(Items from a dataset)
· · · · · · ·

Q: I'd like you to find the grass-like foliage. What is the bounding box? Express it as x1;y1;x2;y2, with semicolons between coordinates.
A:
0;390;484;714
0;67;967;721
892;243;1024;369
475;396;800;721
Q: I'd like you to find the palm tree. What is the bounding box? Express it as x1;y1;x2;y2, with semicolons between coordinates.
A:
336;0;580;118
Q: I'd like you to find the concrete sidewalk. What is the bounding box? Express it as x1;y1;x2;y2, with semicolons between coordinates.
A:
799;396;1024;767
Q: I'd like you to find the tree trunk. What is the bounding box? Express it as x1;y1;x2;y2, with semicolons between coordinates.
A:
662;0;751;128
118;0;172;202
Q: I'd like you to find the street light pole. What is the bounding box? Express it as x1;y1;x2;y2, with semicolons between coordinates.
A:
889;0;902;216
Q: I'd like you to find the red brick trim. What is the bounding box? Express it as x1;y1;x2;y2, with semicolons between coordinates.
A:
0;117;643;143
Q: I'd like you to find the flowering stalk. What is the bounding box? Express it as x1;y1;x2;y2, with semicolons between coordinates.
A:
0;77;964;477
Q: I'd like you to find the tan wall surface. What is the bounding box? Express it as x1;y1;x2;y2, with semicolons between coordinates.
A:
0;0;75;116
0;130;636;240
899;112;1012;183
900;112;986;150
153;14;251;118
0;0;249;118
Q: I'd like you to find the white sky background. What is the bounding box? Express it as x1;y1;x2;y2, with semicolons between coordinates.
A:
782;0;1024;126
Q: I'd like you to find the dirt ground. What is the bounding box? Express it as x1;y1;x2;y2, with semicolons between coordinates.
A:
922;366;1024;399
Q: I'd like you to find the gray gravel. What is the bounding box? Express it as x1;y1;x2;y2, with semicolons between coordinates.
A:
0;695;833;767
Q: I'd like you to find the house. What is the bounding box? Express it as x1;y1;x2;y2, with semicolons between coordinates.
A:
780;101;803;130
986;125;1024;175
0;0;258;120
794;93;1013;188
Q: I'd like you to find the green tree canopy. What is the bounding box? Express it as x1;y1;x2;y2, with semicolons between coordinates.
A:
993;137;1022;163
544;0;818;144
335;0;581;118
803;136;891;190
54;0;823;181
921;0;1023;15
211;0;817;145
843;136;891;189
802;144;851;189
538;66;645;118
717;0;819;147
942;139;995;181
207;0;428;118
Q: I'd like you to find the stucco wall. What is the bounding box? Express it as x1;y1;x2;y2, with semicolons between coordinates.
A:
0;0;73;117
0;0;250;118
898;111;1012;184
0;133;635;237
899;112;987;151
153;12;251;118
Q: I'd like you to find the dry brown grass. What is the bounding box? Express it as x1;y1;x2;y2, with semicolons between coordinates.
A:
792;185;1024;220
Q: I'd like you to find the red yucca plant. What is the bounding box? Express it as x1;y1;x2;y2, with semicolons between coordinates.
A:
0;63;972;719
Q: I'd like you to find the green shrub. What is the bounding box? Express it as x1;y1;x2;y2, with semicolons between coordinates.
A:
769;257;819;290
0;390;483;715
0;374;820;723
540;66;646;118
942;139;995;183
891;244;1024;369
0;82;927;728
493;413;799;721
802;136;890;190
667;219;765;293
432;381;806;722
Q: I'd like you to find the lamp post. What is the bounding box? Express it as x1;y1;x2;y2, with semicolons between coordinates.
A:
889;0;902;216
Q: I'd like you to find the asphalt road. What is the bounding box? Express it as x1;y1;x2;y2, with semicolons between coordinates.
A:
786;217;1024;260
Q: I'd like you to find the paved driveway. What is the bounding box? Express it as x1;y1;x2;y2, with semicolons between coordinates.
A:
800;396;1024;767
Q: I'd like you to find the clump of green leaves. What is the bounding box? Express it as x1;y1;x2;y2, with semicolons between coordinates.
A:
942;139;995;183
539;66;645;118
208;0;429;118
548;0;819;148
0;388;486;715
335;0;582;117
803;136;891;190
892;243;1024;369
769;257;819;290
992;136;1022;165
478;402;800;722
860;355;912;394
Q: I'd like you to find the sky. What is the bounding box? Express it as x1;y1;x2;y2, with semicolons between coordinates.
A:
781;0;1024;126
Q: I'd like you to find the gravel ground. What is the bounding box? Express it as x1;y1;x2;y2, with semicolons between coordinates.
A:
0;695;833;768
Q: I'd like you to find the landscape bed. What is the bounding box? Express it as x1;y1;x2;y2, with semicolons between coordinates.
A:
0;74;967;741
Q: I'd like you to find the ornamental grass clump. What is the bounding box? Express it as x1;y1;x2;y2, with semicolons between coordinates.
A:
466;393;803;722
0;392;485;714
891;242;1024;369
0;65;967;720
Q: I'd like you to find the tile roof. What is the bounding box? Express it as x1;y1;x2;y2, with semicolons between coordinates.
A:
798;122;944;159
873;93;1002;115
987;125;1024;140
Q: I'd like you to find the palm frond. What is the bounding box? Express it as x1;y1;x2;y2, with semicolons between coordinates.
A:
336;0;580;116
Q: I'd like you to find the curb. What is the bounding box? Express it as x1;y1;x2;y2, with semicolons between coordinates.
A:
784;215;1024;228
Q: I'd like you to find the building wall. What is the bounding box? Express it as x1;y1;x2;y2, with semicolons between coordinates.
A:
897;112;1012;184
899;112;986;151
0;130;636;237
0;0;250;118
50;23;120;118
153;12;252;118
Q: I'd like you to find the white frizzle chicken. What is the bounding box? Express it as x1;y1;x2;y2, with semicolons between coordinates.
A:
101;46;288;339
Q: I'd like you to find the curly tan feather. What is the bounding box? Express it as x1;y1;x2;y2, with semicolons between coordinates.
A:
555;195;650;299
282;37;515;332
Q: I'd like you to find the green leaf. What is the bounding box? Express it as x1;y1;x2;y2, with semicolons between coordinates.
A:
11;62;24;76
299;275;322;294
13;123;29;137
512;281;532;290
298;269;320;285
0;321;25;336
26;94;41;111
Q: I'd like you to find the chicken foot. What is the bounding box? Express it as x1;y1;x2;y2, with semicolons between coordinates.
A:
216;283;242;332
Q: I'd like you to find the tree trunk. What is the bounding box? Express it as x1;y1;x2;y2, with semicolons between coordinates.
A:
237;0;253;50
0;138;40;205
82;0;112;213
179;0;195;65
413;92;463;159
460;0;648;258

· · · · · · ·

### Task description
The full data, repeated exactly, is the only acceptable output.

### Solved exercise
Q: I'd like you to find the grass-like foliage. What is the bounding box? Express it as x1;y1;x2;y2, with semicolons between coordinates.
A:
0;390;484;714
0;67;967;721
892;243;1024;369
475;396;800;721
Q: I'd like you to find the palm tree. What is the bounding box? Express it as x1;y1;x2;y2, with semicolons between coordinates.
A:
336;0;580;118
Q: I'd like you to find the concrete sidewalk. What is the bounding box? Express it as x1;y1;x2;y2, with semicolons between coordinates.
A:
799;396;1024;767
Q: I'd like you to find the tree trunk. What is the bounding box? Express it as x1;y1;x2;y2, with semicolons between coordinates.
A:
662;0;751;128
118;0;172;202
Q: I'd like you to find the street light pole. What is the bounding box? Express it as x1;y1;x2;y2, with semicolons between coordinates.
A:
889;0;902;216
Q: I'd like you to find the red brick trim. What is the bounding box? Express it as x1;y1;x2;y2, with semicolons between coordinates.
A:
0;117;643;143
Q: I'd like you to find the flowering stalk. What is the bounding box? Express it as x1;y1;x2;y2, with semicolons between coordinates.
A:
0;77;964;477
Q: I'd like you to find the tan wall surface. What is the bounding box? Express it as x1;y1;x2;y2, with semicolons between coordinates.
A:
0;0;75;116
0;130;636;240
899;112;1012;183
900;112;986;150
153;14;251;118
0;0;249;118
Q: I'd like you to find the white sky background. What is the bounding box? Express it as x1;y1;x2;y2, with semicolons between coordinates.
A:
782;0;1024;126
Q: I'd like you to find the dirt ground. What is the bounding box? Express it as x1;y1;x2;y2, with semicolons between coordinates.
A:
922;366;1024;399
Q: I'd like you to find the gray gravel. What is the bounding box? Express it as x1;y1;x2;y2, with semicolons between coordinates.
A:
0;695;833;767
Q: I'd like you to find the house. What is the bounding box? Express it as x1;y1;x2;y2, with semicolons between coordinates.
A:
780;101;803;130
986;125;1024;175
0;0;258;120
794;93;1013;188
Q: I'd like you to find the green tree canopy. What is the bounding box? Express it as x1;y1;x2;y2, with semicolons between coordinates.
A:
993;137;1022;163
544;0;818;144
335;0;581;118
803;136;891;190
54;0;823;181
921;0;1023;15
211;0;817;145
843;136;891;189
802;144;851;189
538;66;645;118
717;0;819;147
942;139;995;181
207;0;428;118
Q: I'd like you to find the stucco wall. What is the bounding box? Express it as x1;y1;x2;y2, with semicolons between coordinates.
A:
0;0;73;117
0;0;250;118
898;111;1012;184
0;133;635;237
899;112;987;151
153;12;251;118
Q: I'd like you to find the dry brown grass. What is the bounding box? Express it as x1;y1;x2;y2, with semicolons between coordinates.
A:
792;185;1024;220
Q: I'd like you to find the red yucca plant. What is the bounding box? Express it as x1;y1;x2;y2, with semicolons between coordinates.
A:
0;63;972;719
Q: I'd like you to find the green shrub. What is the bounding box? Express it as x1;y1;x2;y2, with semicolons between coordinates.
A:
769;257;819;290
0;390;483;715
0;374;820;723
540;66;646;118
942;139;995;183
891;244;1024;369
0;82;927;728
493;413;799;721
802;136;890;190
667;219;765;293
432;381;806;722
Q: I'd like you to find the lamp post. What is the bounding box? Express it as x1;y1;x2;y2, with semicolons between coordinates.
A:
889;0;902;216
Q: I'd like you to find the asphalt road. What is the bounding box? Express it as x1;y1;x2;y2, with semicolons between coordinates.
A:
786;217;1024;260
Q: I'd like you to find the paved driveway. What is the bounding box? Express it as x1;y1;x2;y2, with semicolons between coordinates.
A:
800;396;1024;767
Q: I'd like you to find the clump of green leaves. What is the bounding box? Express it as x1;y1;x2;y2, with semicolons between coordinates.
A:
942;139;995;183
539;66;645;118
208;0;429;118
548;0;819;148
0;388;486;715
335;0;582;117
803;136;891;190
892;243;1024;369
769;257;819;290
992;136;1022;165
478;402;800;722
860;355;912;394
Q: I'd like you to find the sky. What is the bounding box? Express it as x1;y1;x2;y2, with semicolons between coordinates.
A:
781;0;1024;126
Q: I'd like you to find the gravel ground. What is the bounding box? Express it as x1;y1;x2;y2, with semicolons between coordinates.
A:
0;695;833;768
Q: I'd like you to find the landscape bed. What is the bounding box? Express it as x1;y1;x2;y2, with semicolons between coordinates.
A:
0;74;967;741
Q: I'd like you to find the ornamental grass clump. What is the bounding box? Express it as x1;y1;x2;y2, with semicolons between coordinates.
A:
466;393;803;722
0;392;485;714
891;242;1024;369
0;65;967;720
Q: I'd like you to find the tile roof. What is the bounding box? Express it as x1;y1;x2;y2, with semicolons between coordinates.
A:
798;122;944;159
873;93;1002;115
987;125;1024;140
Q: I'd like you to find the palm frond. What is the bounding box? Express it as x1;y1;x2;y2, with semicolons between coordinates.
A:
336;0;580;116
Q: I'd like you to find the curb. What is the bounding box? Express it as x1;y1;x2;y2, with semicolons between coordinates.
A:
784;215;1024;228
Q: I'd like you to find the building wall. What is the bounding box? Express it as x1;y1;x2;y2, with semicolons between coordinates.
A:
897;112;1012;184
899;112;986;151
0;130;636;237
0;0;250;118
50;23;120;118
153;12;252;118
Q: I'd like you to find the white frizzle chicken. What is the bounding box? Express it as x1;y1;x2;y2, with semicolons between coordinates.
A:
101;46;288;339
Q: I'd like you to find the curly tan feather. What is the bounding box? Express it as x1;y1;x2;y2, with semicolons between coordinates.
A:
555;195;650;299
282;37;515;332
Q: I'd like you to find the green leaf. What is the bounding box? Express it as x1;y1;x2;y2, with semicolons between coordinates.
A:
11;62;24;76
299;275;322;294
13;123;29;137
512;281;532;290
298;269;320;285
0;321;25;336
26;94;41;111
Q: I'd like you to find the chicken foot. What is the bounding box? Express it as x1;y1;x2;y2, with semicolons between coordinates.
A:
216;283;242;332
Q: I'd like you to find the tree trunk. What is the bounding box? Express it as x1;y1;x2;y2, with semicolons between coordinates.
A:
237;0;253;50
0;138;40;205
82;0;112;213
179;0;195;65
413;92;463;159
460;0;648;258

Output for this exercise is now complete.